THE PROBLEM: Reproduce the material below word for word, from start to finish. Leave the pictures out of your answer.
+++ RECORDS SUPPLIED +++
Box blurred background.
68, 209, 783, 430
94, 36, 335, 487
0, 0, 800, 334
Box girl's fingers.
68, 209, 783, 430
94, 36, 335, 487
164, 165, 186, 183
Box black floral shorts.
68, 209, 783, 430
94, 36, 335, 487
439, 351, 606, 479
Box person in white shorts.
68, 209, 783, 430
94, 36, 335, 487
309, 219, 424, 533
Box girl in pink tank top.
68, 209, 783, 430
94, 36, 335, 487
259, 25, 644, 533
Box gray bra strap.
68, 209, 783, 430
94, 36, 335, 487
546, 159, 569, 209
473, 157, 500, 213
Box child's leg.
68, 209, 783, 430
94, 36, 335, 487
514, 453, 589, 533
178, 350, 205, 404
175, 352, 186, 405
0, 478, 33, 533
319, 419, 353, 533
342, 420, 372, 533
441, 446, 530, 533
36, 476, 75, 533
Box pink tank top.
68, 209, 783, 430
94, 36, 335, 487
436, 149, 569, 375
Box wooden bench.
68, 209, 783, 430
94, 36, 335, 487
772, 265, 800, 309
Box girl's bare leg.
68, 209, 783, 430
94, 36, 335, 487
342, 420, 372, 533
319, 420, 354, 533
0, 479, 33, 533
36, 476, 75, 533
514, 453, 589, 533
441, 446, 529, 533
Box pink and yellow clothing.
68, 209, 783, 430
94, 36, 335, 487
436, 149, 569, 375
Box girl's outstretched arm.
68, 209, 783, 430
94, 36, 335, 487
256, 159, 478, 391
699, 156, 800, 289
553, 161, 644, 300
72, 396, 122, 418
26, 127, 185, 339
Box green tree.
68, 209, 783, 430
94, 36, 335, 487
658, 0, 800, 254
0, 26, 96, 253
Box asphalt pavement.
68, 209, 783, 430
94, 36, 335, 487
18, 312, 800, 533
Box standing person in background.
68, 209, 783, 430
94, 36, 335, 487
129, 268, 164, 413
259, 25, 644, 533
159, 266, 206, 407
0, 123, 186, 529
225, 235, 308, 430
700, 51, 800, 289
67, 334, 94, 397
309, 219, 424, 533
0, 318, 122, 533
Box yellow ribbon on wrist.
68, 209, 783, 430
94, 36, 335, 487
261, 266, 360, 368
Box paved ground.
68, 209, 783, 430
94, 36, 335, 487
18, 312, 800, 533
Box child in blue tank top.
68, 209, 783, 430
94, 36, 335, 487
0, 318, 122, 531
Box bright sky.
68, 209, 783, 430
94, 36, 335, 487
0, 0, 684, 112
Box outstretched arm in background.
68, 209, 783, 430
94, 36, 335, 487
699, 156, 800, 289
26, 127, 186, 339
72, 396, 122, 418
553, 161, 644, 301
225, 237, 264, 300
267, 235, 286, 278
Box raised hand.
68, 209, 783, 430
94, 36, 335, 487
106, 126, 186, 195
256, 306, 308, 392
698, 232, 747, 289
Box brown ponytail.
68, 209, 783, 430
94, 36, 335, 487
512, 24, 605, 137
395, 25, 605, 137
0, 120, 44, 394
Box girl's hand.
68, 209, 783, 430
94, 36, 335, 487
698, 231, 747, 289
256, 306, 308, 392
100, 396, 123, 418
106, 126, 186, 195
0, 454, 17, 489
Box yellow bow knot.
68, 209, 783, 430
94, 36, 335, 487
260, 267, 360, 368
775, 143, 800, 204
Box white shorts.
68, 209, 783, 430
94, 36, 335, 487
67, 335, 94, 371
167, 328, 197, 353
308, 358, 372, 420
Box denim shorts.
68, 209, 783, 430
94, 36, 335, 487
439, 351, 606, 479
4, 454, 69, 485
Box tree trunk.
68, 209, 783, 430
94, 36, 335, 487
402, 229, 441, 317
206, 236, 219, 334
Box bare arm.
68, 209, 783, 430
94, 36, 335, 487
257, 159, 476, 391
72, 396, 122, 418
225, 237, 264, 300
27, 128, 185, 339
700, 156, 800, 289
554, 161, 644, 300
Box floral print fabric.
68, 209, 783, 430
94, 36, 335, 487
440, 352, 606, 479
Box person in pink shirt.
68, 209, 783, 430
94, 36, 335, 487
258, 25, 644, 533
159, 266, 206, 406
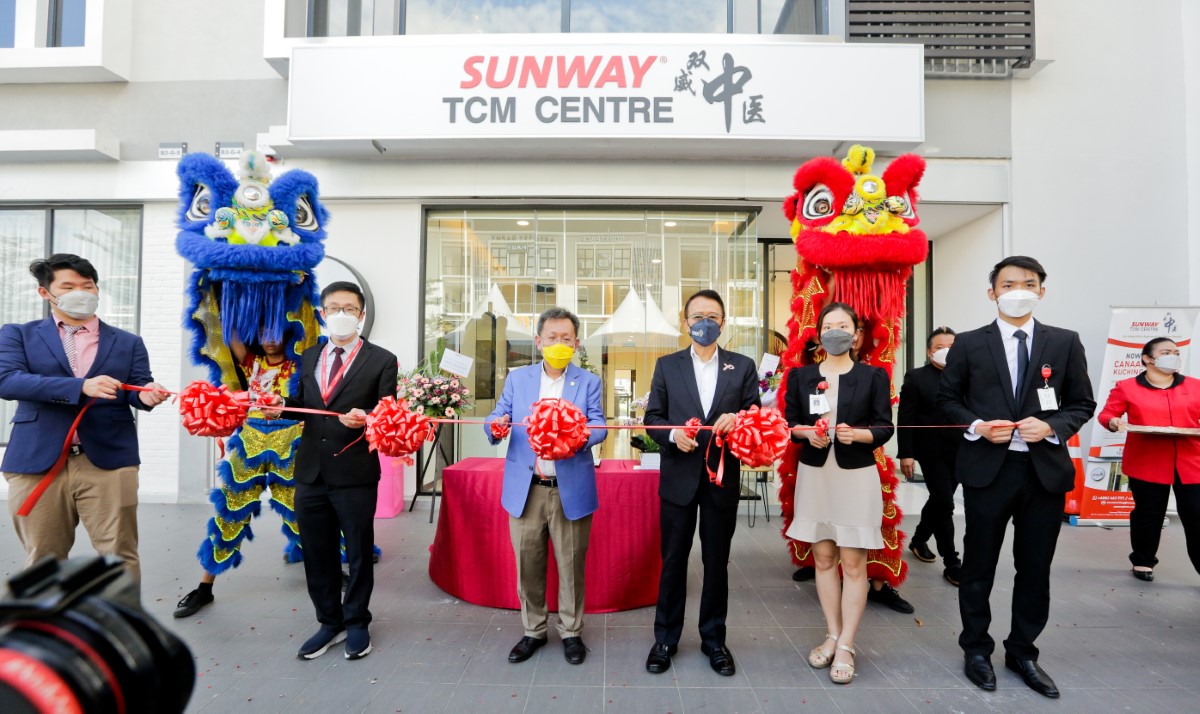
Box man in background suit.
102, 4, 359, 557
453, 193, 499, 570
0, 253, 169, 590
938, 256, 1096, 698
896, 328, 962, 586
644, 290, 760, 677
484, 307, 608, 665
276, 282, 397, 660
+++
ANSWER TO THE EXERCISE:
Box blurred background.
68, 209, 783, 430
94, 36, 335, 487
0, 0, 800, 334
Box girl's fingers.
68, 209, 783, 430
94, 36, 335, 487
164, 165, 186, 183
Box black floral shorts.
68, 209, 783, 430
94, 36, 335, 487
439, 351, 606, 479
Box person in white shorts.
68, 209, 783, 430
94, 36, 335, 487
309, 219, 424, 533
Box girl in pink tank top.
68, 209, 783, 430
94, 36, 335, 487
259, 25, 644, 533
Box gray bra strap.
68, 209, 783, 430
94, 36, 335, 487
546, 159, 569, 209
473, 157, 500, 213
Box child's leg.
68, 209, 783, 430
94, 36, 335, 487
514, 453, 589, 533
178, 350, 205, 404
175, 352, 186, 405
0, 478, 33, 533
319, 419, 353, 533
342, 420, 372, 533
441, 446, 530, 533
36, 476, 75, 533
Box pink tank top.
68, 209, 783, 430
94, 36, 335, 487
436, 149, 569, 375
Box wooden bench.
68, 209, 783, 430
94, 36, 335, 487
772, 265, 800, 309
Box girl's bare leg.
68, 209, 783, 430
94, 36, 335, 487
342, 420, 372, 533
319, 420, 354, 533
0, 479, 33, 533
36, 476, 75, 533
514, 453, 589, 533
441, 446, 529, 533
Box pink and yellow clothing.
68, 209, 783, 430
94, 36, 335, 487
436, 149, 569, 375
Box girl's outstretched arm.
68, 209, 783, 430
94, 36, 335, 487
256, 159, 478, 391
699, 156, 800, 289
553, 161, 644, 300
72, 396, 122, 418
26, 127, 185, 339
Box green tree.
68, 209, 783, 430
94, 36, 335, 487
658, 0, 800, 254
0, 26, 96, 253
Box asphalt pavement.
68, 209, 783, 430
94, 36, 335, 487
18, 312, 800, 533
Box standing person in background.
68, 209, 783, 430
94, 36, 335, 487
129, 268, 164, 413
259, 25, 644, 533
159, 266, 206, 407
0, 123, 186, 529
225, 235, 308, 430
700, 51, 800, 289
67, 334, 94, 397
309, 219, 424, 533
0, 318, 122, 533
Box yellow ribbon on wrist.
68, 209, 783, 430
94, 36, 335, 487
261, 266, 360, 368
Box paved ground.
68, 209, 783, 430
94, 36, 335, 487
18, 312, 800, 533
Box child in blue tank top.
68, 209, 783, 430
94, 36, 335, 487
0, 318, 122, 531
Box bright sky.
68, 209, 783, 430
94, 36, 335, 487
0, 0, 684, 112
Box outstretched arm in background.
68, 209, 783, 430
94, 36, 335, 487
699, 156, 800, 289
26, 127, 186, 339
72, 396, 122, 418
553, 161, 644, 301
225, 237, 264, 300
267, 235, 286, 278
Box raised hand.
68, 209, 783, 430
94, 36, 335, 487
106, 126, 186, 195
256, 306, 308, 392
698, 232, 747, 289
Box brown ponytail.
68, 209, 783, 430
94, 36, 335, 487
512, 24, 605, 137
395, 25, 605, 137
0, 120, 44, 394
Box girl's hand.
68, 209, 783, 430
94, 36, 335, 487
698, 231, 747, 289
256, 306, 308, 392
100, 396, 123, 418
106, 126, 186, 195
0, 454, 17, 489
Box yellow bow knot.
68, 209, 783, 430
94, 36, 335, 487
260, 267, 360, 368
775, 143, 800, 204
Box white shorts.
68, 209, 783, 430
94, 36, 335, 487
67, 335, 94, 371
167, 328, 197, 353
308, 358, 372, 420
Box denim shorts.
68, 209, 783, 430
94, 36, 335, 487
439, 351, 606, 479
4, 454, 69, 485
Box tree trunk.
68, 209, 783, 430
94, 36, 335, 487
402, 229, 441, 317
206, 236, 219, 334
Box bare arm.
68, 209, 783, 430
94, 36, 335, 487
257, 159, 476, 391
72, 396, 122, 418
225, 237, 264, 300
27, 128, 185, 339
700, 156, 800, 289
554, 161, 644, 300
Box floral print fabric.
68, 209, 783, 430
94, 36, 335, 487
440, 352, 606, 479
Box person in pink shirt.
68, 209, 783, 430
94, 36, 335, 487
258, 25, 644, 533
159, 266, 206, 406
Box man in background suit.
102, 4, 359, 557
453, 193, 499, 570
0, 253, 169, 590
938, 256, 1096, 698
896, 328, 962, 586
644, 290, 760, 677
484, 307, 608, 665
276, 282, 397, 660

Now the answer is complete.